Prompt: Reproduce each of the following entries verbatim, leaving every line unchanged.

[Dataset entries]

——

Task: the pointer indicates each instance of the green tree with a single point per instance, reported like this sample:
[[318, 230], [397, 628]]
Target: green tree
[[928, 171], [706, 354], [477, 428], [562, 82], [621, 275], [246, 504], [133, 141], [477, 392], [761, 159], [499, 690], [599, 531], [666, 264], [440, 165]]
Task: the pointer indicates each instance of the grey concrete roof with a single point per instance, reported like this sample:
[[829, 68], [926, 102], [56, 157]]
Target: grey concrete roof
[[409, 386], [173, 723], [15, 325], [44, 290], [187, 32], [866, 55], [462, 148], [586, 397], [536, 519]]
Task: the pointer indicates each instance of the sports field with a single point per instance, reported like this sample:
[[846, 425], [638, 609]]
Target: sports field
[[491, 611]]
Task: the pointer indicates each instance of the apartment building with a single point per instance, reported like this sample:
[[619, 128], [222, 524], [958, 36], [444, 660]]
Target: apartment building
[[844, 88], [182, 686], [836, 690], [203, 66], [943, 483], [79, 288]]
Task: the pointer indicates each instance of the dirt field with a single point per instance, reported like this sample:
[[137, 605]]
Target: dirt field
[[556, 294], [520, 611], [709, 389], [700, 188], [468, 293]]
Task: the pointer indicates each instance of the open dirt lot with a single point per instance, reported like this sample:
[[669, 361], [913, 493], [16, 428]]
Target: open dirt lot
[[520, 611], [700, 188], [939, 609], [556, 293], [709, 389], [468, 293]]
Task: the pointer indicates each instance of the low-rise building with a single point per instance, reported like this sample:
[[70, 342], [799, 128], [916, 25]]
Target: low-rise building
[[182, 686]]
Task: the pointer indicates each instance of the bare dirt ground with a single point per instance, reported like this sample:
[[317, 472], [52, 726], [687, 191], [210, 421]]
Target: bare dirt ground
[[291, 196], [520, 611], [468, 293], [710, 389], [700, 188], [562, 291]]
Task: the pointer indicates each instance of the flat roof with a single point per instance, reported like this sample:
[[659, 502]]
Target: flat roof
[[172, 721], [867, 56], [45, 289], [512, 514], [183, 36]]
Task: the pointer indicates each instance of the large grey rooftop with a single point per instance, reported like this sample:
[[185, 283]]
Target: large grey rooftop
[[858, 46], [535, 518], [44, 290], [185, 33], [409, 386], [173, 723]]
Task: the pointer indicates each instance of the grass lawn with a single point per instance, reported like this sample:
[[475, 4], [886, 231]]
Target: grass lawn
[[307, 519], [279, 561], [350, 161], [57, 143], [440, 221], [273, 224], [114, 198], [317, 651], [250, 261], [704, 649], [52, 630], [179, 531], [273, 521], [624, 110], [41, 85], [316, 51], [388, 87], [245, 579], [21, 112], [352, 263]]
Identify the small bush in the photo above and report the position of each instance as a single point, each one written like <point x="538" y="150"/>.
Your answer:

——

Finished task:
Task: the pointer indicates each instance of the green tree with a single point per instance, reported like this sample:
[[318, 230], [397, 628]]
Target: green tree
[[928, 171], [706, 354], [477, 428], [562, 82], [621, 275], [246, 504], [133, 141], [477, 392], [761, 159], [499, 690], [599, 531], [666, 264], [440, 165]]
Task: the pointer indicates each instance of the grey concrete roof with a single point per instance, reported like this sample:
[[829, 68], [926, 102], [56, 157]]
Target: grey concrete roof
[[409, 386], [173, 723], [15, 325], [44, 290], [187, 32], [866, 55], [462, 148], [586, 397], [536, 519]]
Task: the pointer indicates each instance of the sports field with a single point per instance, reported like this sample:
[[846, 425], [638, 609]]
Target: sports field
[[491, 611]]
Task: the pointer indicates each instance of the apartment building with a single point per instance, reported like this sample:
[[619, 128], [222, 524], [958, 36], [444, 660]]
Target: apartment building
[[844, 88], [182, 686], [836, 690], [203, 66], [943, 483], [79, 288]]
Task: the pointer indicates each instance of the dirt field with a single point per instance, reported like this sample:
[[137, 605]]
Target: dirt field
[[556, 294], [520, 611], [709, 389], [700, 188], [468, 293]]
Task: the pointer indicates each instance of the open dirt lot with a single point per instance, reported like this sample:
[[669, 361], [913, 493], [16, 428]]
Target: open dirt lot
[[520, 611], [700, 188], [939, 609], [556, 293], [709, 389], [468, 293]]
Task: the pointer indicates each instance of the low-rise building with a single point per instance, reported like this sample:
[[70, 342], [799, 128], [916, 25]]
Target: low-rise building
[[182, 686]]
Task: the pointer indicates each instance of the bare dirt ground with a single point per instance, reported like this sample:
[[317, 472], [52, 726], [687, 191], [210, 421]]
Target: bare dirt ground
[[291, 196], [520, 611], [468, 293], [710, 389], [700, 188], [562, 291]]
Task: the pointer indicates each instance of the flat roof with a single point per instance, reported like this sample:
[[659, 502]]
Target: flat roof
[[172, 721], [867, 56], [45, 289], [512, 514], [183, 36]]
Task: the pointer indicates each instance of the large grey rooftop with a single point per instance, reported like this sample:
[[185, 283]]
Target: large grey rooftop
[[858, 46], [535, 518], [44, 290], [185, 33], [409, 386], [173, 723]]
Task: the pointer indicates each instance of the grass lawn with a single point per instance, reported like this sample:
[[475, 4], [886, 231]]
Target: grass lawn
[[307, 519], [279, 561], [350, 161], [57, 143], [440, 221], [273, 224], [114, 198], [317, 651], [250, 261], [704, 649], [52, 630], [179, 531], [273, 521], [624, 110], [41, 85], [316, 51], [388, 87], [245, 579], [21, 112], [352, 263]]
Identify the small bush in the photo above and report the position of each instance as a single point, each one written like <point x="538" y="150"/>.
Your answer:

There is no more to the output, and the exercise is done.